Every line in the records below with the string "wing" needs to be copied out.

━━ DATA

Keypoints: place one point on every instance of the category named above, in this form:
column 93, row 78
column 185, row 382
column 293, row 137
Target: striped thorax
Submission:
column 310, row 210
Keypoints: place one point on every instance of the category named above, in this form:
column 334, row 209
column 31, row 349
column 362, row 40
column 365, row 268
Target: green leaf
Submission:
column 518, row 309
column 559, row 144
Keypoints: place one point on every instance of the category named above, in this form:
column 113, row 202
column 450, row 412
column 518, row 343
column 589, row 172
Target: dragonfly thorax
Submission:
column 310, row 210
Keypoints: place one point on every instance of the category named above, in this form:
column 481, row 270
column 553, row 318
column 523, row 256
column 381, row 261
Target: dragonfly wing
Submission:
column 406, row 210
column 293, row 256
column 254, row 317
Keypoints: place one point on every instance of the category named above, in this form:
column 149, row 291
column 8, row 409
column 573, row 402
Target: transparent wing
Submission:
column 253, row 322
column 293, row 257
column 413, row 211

━━━━
━━ DATA

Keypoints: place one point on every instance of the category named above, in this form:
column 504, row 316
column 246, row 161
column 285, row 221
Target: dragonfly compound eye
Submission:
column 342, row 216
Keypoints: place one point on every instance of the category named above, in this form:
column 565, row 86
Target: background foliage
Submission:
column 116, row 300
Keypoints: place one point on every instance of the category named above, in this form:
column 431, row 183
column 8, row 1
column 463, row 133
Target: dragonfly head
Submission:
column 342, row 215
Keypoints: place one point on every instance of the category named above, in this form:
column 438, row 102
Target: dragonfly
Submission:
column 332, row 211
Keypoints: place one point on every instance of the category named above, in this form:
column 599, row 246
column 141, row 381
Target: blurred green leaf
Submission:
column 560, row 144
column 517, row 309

━━━━
━━ DATA

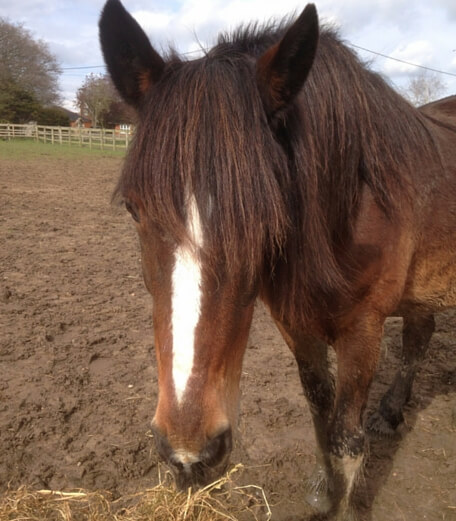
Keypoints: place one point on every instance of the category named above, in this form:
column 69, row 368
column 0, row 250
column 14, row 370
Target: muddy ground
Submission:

━━━━

TASK ANSWER:
Target: dragonfly wing
Target: transparent wing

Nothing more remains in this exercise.